■ **TO BE DONE**
a - In the film description, Manoj Ramsingh's name appears under two different credits. In one or two sentences, explain why, based on what the description states.
b - Continue the description of the film Money Back Policy, starting after its final sentence.

■ **SUPPLIED PASSAGE**
···

- Directed by: Jayaraj Vijay
- Written by: Manoj Ramsingh
- Produced by: Manoj Ramsingh
- Starring: Sreenivasan; Nedumudi Venu; Aishwarya Nambiar; Sarayu Mohan; Sreejith Vijay;
- Cinematography: Murali Raman
- Edited by: K. Sreenivas
- Music by: M. Jayachandran
- Production company: Marvelous Entertainments
- Distributed by: Movie 2 Screen International
- Release date: 21 June 2013;
- Country: India
- Language: Malayalam

= Money Back Policy (film) =

Money Back Policy is a 2013 Indian Malayalam-language comedy film directed by Jayaraj Vijay, written and produced by Manoj Ramsingh. Starring, Sreenivasan and Nedumudi Venu. Aishwarya Nambiar, Sarayu Mohan, Sreejith Vijay, Jayan Cherthala and Indrans play other main roles.

···

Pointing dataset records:
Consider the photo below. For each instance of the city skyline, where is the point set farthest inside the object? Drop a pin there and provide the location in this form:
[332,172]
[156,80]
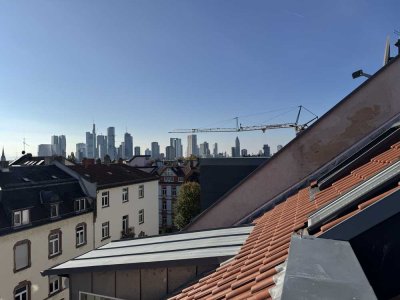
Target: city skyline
[62,68]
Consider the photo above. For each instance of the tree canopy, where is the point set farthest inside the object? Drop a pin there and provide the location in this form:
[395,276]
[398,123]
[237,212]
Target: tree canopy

···

■ **ANSWERS BY TASK**
a - Manoj Ramsingh is listed twice because he both wrote and produced Money Back Policy. The credits name him under "Written by" and "Produced by," and the opening paragraph says the film was "written and produced by Manoj Ramsingh."

b -
==Plot==
The film tells the story of Ashokan, a security guard in a luxury hotel. Although his surroundings and friends grow, he has a zero growth. He is envious of rich people but he trains his wife and children to lead a simple life in order to hide his jealous nature. Fortune favours him when he learns that he has inherited a huge sum from his ancestors. He gives up his job to live a lavish life and to make more money. Life changes for Ashokan when he meets Rupa, an insurance company advisor.

==Cast==
- Sreenivasan as Ashokan V. K.
- Nedumudi Venu as C. P. Onachan
- Aishwarya Nambiar as Rupa
- Sarayu Mohan as Urmila, Ashokan's wife
- Bhagath Manuel as Prem, Chief Executive of Hamnet Builders & Developers
- Sreejith Vijay as Kiran
- Jayan Cherthala as Adv. Chandrakanth, Legal Advisor of Hamnet Builders & Developers
- Achuth Mohandas as a Leading Nameless Character Found On Ashokan's Travel By Bus

- Lakshmi Sanal as Hostel Warden
- Indrans
- Shritha Sivadas as Girl in bus (cameo appearance)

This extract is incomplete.